__GOAL OF THE EXERCISE__.
Look for the line with "Give the innermost point of each instance of the crumpled"; please transcribe it and every later line in the entries exactly, up to the end, leaving pictures out.

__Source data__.

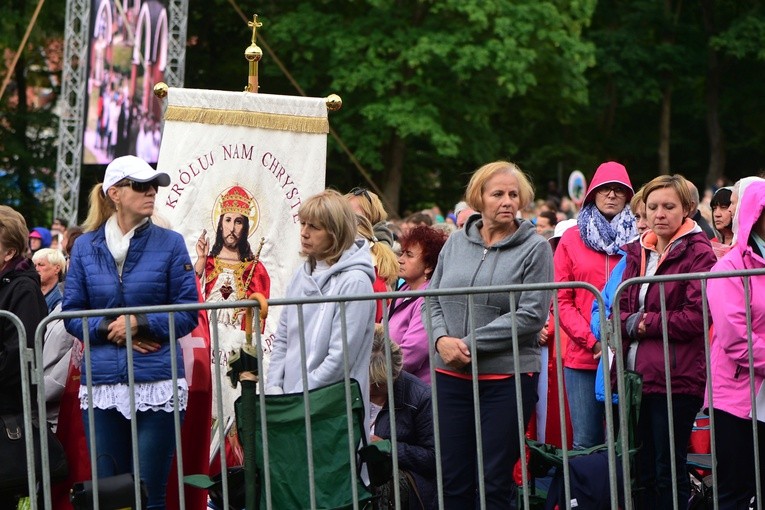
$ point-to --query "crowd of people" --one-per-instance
(499, 235)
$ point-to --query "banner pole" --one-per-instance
(253, 54)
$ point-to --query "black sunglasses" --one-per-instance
(140, 187)
(361, 191)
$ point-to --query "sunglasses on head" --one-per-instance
(361, 191)
(139, 187)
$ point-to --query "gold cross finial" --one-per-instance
(255, 25)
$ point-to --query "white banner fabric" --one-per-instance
(240, 165)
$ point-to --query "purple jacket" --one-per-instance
(730, 349)
(408, 331)
(689, 253)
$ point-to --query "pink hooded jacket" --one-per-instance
(730, 351)
(576, 262)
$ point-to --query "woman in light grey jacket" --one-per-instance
(336, 265)
(494, 248)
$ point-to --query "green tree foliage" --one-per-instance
(28, 125)
(428, 87)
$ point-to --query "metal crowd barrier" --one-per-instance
(610, 335)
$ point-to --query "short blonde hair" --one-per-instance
(100, 208)
(54, 258)
(378, 365)
(14, 233)
(475, 188)
(330, 211)
(370, 205)
(677, 182)
(385, 260)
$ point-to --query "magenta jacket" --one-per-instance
(407, 330)
(575, 262)
(689, 253)
(730, 350)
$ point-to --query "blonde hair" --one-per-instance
(370, 205)
(384, 259)
(677, 182)
(54, 258)
(100, 208)
(14, 233)
(481, 176)
(330, 211)
(378, 366)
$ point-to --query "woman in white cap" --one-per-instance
(589, 253)
(124, 260)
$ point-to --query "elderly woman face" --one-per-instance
(48, 272)
(501, 200)
(610, 199)
(665, 212)
(640, 216)
(411, 264)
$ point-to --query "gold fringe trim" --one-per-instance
(274, 121)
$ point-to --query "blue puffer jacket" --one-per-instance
(157, 271)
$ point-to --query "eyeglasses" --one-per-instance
(139, 187)
(619, 191)
(361, 191)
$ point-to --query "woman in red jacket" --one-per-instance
(589, 253)
(675, 244)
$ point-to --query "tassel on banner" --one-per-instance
(294, 123)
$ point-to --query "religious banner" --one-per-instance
(240, 164)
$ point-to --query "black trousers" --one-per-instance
(734, 445)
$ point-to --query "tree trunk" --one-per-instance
(714, 130)
(395, 156)
(665, 121)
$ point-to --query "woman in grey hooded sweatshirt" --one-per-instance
(336, 264)
(494, 248)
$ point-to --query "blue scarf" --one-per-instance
(601, 235)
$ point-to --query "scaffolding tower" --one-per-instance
(74, 93)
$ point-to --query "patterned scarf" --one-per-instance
(601, 235)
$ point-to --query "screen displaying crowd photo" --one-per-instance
(128, 54)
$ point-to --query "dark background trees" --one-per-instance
(432, 90)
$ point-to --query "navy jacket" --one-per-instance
(414, 432)
(157, 271)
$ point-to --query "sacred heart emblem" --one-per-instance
(226, 289)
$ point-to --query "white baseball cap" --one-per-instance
(133, 168)
(561, 227)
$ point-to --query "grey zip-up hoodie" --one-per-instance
(465, 261)
(351, 275)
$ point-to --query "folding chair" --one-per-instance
(545, 457)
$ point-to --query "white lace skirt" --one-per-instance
(151, 396)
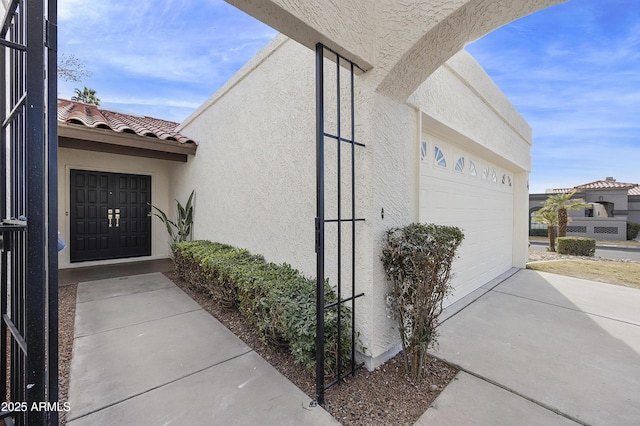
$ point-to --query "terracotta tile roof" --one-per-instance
(609, 183)
(606, 184)
(91, 116)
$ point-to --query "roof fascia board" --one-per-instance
(109, 137)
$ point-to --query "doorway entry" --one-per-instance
(110, 215)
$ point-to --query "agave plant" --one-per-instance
(180, 230)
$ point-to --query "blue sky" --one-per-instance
(572, 70)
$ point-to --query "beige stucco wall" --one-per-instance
(89, 160)
(400, 42)
(254, 173)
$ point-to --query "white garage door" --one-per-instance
(468, 191)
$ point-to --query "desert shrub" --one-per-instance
(577, 246)
(538, 232)
(632, 230)
(417, 260)
(275, 298)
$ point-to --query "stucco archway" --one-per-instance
(402, 42)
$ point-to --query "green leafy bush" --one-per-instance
(417, 260)
(277, 299)
(632, 230)
(577, 246)
(180, 229)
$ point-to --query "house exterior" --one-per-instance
(441, 144)
(110, 165)
(612, 205)
(254, 173)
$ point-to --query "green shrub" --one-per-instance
(577, 246)
(277, 299)
(632, 230)
(417, 260)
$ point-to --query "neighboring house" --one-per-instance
(110, 165)
(612, 205)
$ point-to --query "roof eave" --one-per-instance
(110, 141)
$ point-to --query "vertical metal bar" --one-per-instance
(3, 211)
(353, 225)
(52, 208)
(36, 213)
(339, 222)
(320, 224)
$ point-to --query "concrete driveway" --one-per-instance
(542, 349)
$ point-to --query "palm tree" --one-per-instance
(88, 96)
(562, 203)
(549, 217)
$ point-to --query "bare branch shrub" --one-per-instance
(417, 260)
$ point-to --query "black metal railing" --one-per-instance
(322, 135)
(28, 214)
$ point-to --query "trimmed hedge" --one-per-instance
(277, 299)
(577, 246)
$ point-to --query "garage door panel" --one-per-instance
(482, 208)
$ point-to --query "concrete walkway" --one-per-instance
(542, 349)
(534, 349)
(147, 354)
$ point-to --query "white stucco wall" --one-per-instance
(254, 173)
(89, 160)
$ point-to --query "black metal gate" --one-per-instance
(342, 122)
(28, 213)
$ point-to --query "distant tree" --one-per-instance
(561, 203)
(70, 68)
(88, 96)
(549, 217)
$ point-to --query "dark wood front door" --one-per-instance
(109, 215)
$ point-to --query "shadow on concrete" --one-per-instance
(93, 273)
(567, 345)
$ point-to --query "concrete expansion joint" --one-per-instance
(79, 336)
(125, 294)
(521, 395)
(499, 281)
(568, 308)
(185, 376)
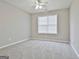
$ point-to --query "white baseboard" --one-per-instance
(75, 51)
(14, 43)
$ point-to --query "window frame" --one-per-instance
(47, 33)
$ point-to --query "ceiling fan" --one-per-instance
(40, 4)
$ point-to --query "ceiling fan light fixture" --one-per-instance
(40, 5)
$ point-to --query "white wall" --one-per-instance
(74, 19)
(63, 26)
(14, 24)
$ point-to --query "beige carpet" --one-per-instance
(39, 50)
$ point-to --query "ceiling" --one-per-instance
(27, 5)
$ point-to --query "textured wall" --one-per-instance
(14, 24)
(74, 18)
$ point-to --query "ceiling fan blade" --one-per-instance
(36, 2)
(43, 3)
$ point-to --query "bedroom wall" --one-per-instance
(15, 25)
(63, 26)
(74, 27)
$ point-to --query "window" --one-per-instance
(47, 24)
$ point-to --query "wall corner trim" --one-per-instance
(14, 43)
(74, 50)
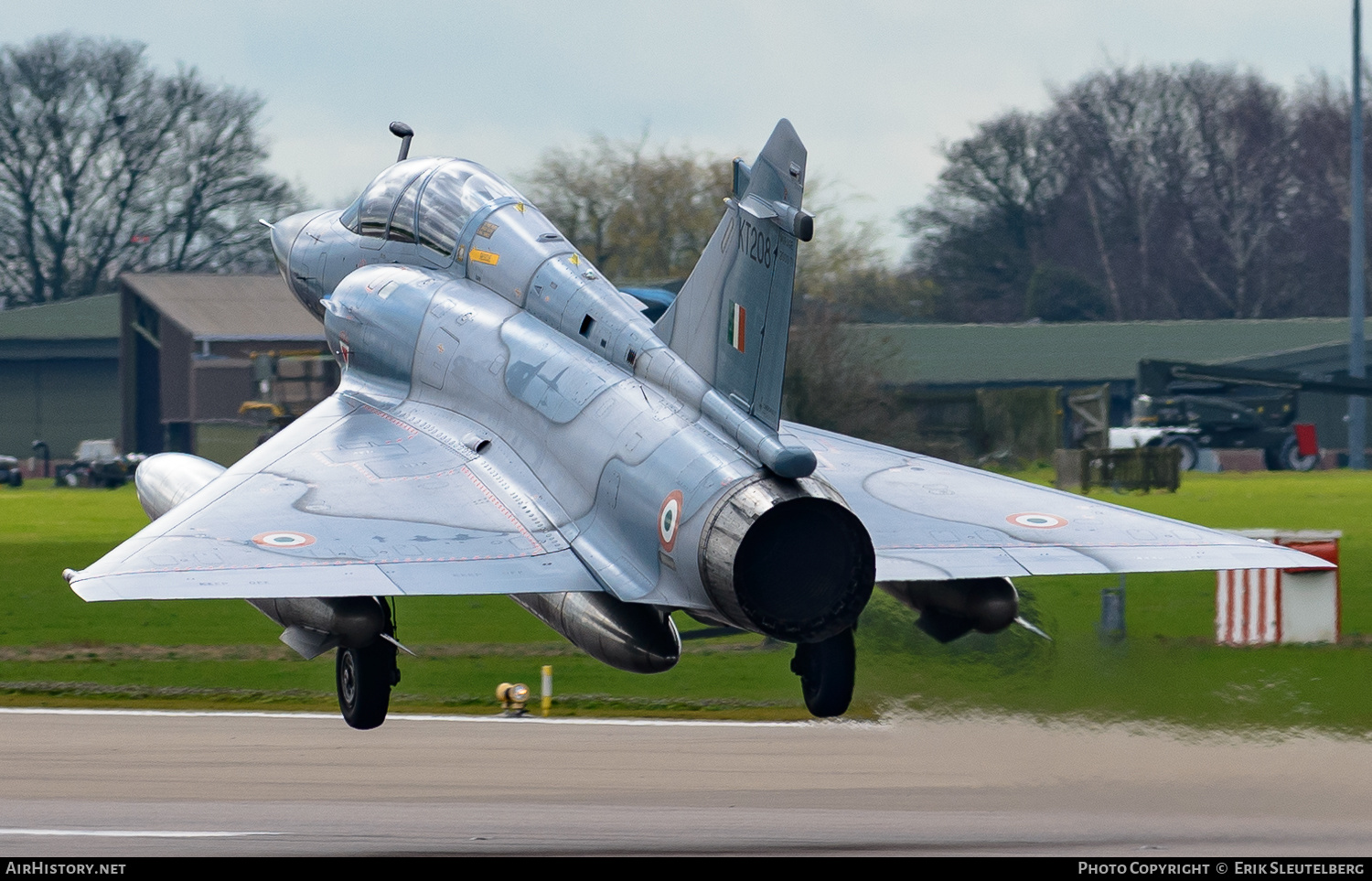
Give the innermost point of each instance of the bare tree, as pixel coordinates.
(638, 214)
(980, 235)
(107, 165)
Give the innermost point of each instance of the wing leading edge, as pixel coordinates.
(351, 500)
(933, 521)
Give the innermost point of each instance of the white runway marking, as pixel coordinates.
(401, 716)
(134, 833)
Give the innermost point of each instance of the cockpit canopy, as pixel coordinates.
(425, 200)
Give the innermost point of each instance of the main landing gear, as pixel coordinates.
(826, 672)
(365, 677)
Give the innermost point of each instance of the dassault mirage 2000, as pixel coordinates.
(510, 423)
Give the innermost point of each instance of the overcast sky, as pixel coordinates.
(873, 88)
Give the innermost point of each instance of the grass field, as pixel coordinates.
(57, 650)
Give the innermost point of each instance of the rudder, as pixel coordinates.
(732, 320)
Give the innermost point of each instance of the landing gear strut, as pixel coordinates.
(826, 672)
(365, 677)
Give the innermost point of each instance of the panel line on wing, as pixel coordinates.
(438, 436)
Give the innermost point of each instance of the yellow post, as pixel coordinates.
(548, 688)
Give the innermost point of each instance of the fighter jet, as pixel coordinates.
(510, 423)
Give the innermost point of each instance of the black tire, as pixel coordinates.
(1290, 456)
(364, 682)
(1190, 452)
(826, 672)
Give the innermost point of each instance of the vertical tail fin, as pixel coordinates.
(732, 317)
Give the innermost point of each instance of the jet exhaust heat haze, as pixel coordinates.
(510, 423)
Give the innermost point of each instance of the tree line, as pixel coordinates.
(1149, 192)
(110, 167)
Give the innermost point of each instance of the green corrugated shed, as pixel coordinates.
(59, 375)
(92, 317)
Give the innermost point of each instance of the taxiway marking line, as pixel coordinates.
(134, 833)
(400, 716)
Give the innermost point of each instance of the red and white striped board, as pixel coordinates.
(1248, 607)
(1259, 607)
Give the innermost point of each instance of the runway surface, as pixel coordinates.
(106, 784)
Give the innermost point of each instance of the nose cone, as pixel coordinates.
(283, 238)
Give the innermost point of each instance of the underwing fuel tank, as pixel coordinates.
(952, 608)
(167, 479)
(312, 625)
(626, 636)
(787, 559)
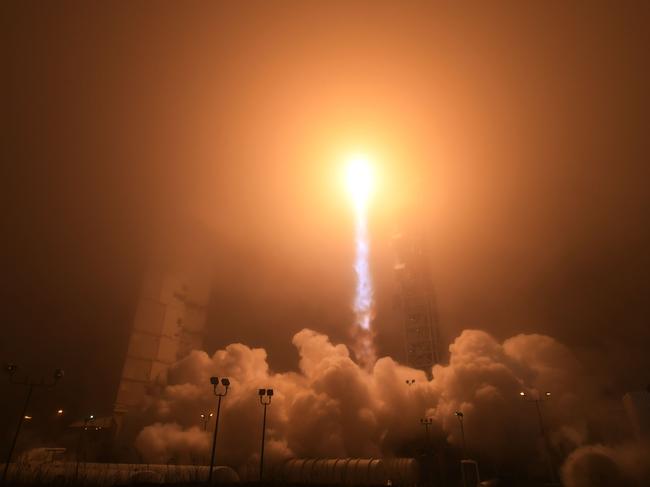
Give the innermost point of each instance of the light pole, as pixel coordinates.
(461, 417)
(81, 443)
(215, 384)
(11, 369)
(426, 422)
(205, 419)
(265, 399)
(542, 429)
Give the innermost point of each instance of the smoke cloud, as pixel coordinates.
(333, 407)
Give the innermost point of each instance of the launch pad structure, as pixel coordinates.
(417, 302)
(169, 322)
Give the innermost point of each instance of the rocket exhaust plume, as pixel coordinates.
(359, 182)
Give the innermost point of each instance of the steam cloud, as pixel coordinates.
(333, 407)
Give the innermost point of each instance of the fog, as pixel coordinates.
(512, 136)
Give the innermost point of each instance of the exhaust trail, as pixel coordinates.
(359, 179)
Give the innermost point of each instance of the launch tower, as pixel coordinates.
(417, 303)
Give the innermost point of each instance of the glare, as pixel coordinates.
(359, 179)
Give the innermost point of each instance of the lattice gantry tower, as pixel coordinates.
(417, 302)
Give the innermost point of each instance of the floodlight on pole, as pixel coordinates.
(11, 369)
(542, 429)
(225, 384)
(461, 417)
(265, 396)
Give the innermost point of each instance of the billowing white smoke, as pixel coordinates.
(333, 407)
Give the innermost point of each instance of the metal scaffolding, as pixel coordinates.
(417, 302)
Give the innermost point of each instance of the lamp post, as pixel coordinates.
(426, 422)
(461, 417)
(215, 385)
(205, 419)
(265, 399)
(11, 369)
(542, 429)
(81, 443)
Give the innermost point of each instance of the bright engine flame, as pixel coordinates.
(359, 179)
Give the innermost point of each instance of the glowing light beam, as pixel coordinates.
(359, 183)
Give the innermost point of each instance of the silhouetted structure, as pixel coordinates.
(417, 302)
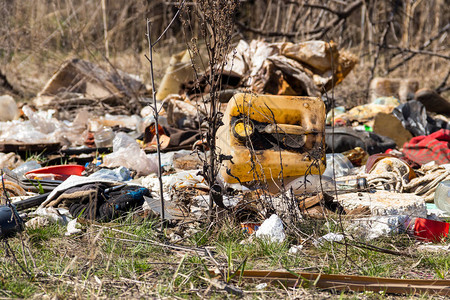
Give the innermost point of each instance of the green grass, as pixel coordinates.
(121, 260)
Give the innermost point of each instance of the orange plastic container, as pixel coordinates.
(272, 137)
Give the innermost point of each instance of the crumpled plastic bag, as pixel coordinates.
(414, 118)
(290, 69)
(127, 153)
(272, 229)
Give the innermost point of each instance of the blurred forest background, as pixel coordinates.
(392, 38)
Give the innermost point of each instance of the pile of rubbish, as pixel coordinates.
(85, 147)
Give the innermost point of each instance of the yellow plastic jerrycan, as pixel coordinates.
(272, 137)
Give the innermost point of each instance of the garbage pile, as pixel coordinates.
(384, 165)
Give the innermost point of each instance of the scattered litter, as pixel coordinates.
(295, 249)
(272, 229)
(72, 228)
(329, 237)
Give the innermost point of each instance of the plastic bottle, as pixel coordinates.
(442, 196)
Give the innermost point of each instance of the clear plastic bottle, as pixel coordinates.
(442, 196)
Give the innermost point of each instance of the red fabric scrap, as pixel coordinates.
(434, 147)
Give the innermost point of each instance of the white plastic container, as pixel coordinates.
(339, 163)
(442, 196)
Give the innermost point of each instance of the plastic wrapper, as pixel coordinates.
(414, 118)
(26, 167)
(127, 153)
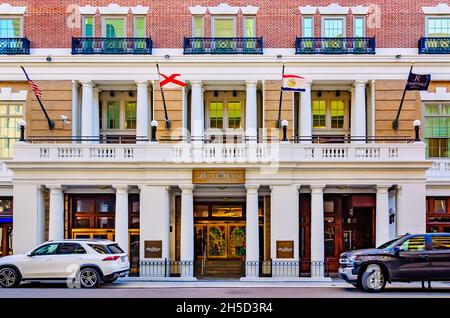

__ANSWER TO THIS PROBLEM__.
Give the innermost point of each instance of the crumpled plastic bag, as pixel coordinates.
(414, 118)
(290, 69)
(127, 153)
(272, 229)
Give the innermost point of each instance of the blurred forest background, as pixel coordinates.
(392, 38)
Give the innermost point of each instance of the pile of rubbish, as pixel coordinates.
(85, 147)
Give the innermost point of each instance of the yellow plastic jerrycan, as pixel coordinates.
(272, 137)
Give the innermost point of each instance of the garbage pile, as pixel coordinates.
(384, 165)
Give the innermost point of each instance of the scattered litter, as pixel coordinates.
(295, 249)
(272, 229)
(72, 228)
(329, 237)
Give the innermost point of each instance of the plastic bottle, as pixel coordinates.
(442, 196)
Give the innermost point of each instance of the clear plastic bottle, as pixel coordinates.
(442, 196)
Give the innermost point of each instance of the red fabric scrap, as pixel coordinates.
(434, 147)
Give the innermost point of each instance of the white plastic container, as pixel coordinates.
(339, 163)
(442, 196)
Give the innermost point of each instance of the plastic wrapper, as pixel coordinates.
(414, 118)
(26, 167)
(127, 153)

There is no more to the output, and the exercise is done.